- Theatrical release poster
- Directed by: Posani Krishna Murali
- Written by: Posani Krishna Murali
- Produced by: Nallam Padmaja Nallam Srinivas (presenter)
- Starring: Posani Krishna Murali Aarthi Agarwal Natasha
- Cinematography: Anand C Kumar
- Music by: U. Mallik Sharma
- Production company: Veerabhadra Productions
- Release date: 25 December 2009;
- Country: India
- Language: Telugu

= Posani Gentleman =

Indian Telugu-language romantic drama film

Posani Gentleman (also known as Gentleman) is a 2009 Indian Telugu-language romantic drama film written and directed by Posani Krishna Murali, who co-stars in the film alongside Aarthi Agarwal and Natasha.

Dataset content
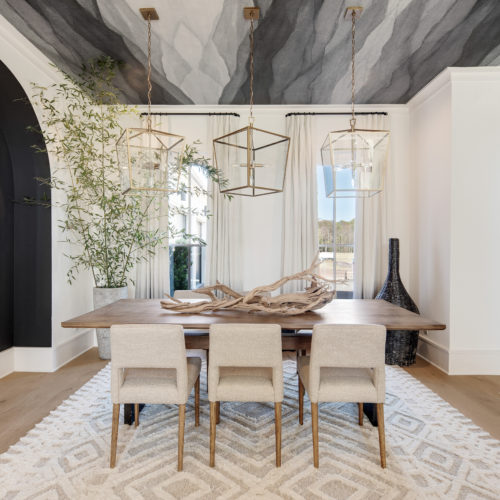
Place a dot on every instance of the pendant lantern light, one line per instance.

What you need to do
A. In the Posani Gentleman film entry, who composed the music?
B. Summarize the Posani Gentleman film entry in two sentences.
C. Resume the Posani Gentleman film entry after its last sentence.

Expected results
A. U. Mallik Sharma composed the music.

B. Posani Gentleman, also known as Gentleman, is a 2009 Indian Telugu-language romantic drama film written and directed by Posani Krishna Murali, who also co-stars with Aarthi Agarwal and Natasha. Produced by Veerabhadra Productions, it was released on 25 December 2009.

C.
== Production ==
The film began production under the title of Gentleman and the muhurat took place on 24 July 2009 at Annapurna Studios with Chiranjeevi attending the function as a chief guest. Posani Krishna Murali played the role of a team leader of a software company, Aarthi Agarwal played his wife, and Russian model Natasha plays his colleague and girlfriend. Agarwal's real life father, Shashank Agarwal, portrays her father in the film. Brahmanandam was to play the role of Professor Sankaragiri Manyam but was not featured in the film. The film completed production as of early September 2009 and was in post-production as of later October 2009. According to Posani Krishna Murali, the film delves into the topic of life after marriage and how the love between a husband and wife is not the same after around five years and is the best film of his career due to its message.

== Soundtrack ==
The music was composed by U. Mallik Sharma with lyrics by Chandu, Madhu, Paidisetti Ramu and Rani Pulamoja Devi. The audio launch was held on 3 November 2009 with Srikanth, Sairam Shankar (presenter Nallam Srinivas' classmate) and Kanna Babu attending the event as chief guests.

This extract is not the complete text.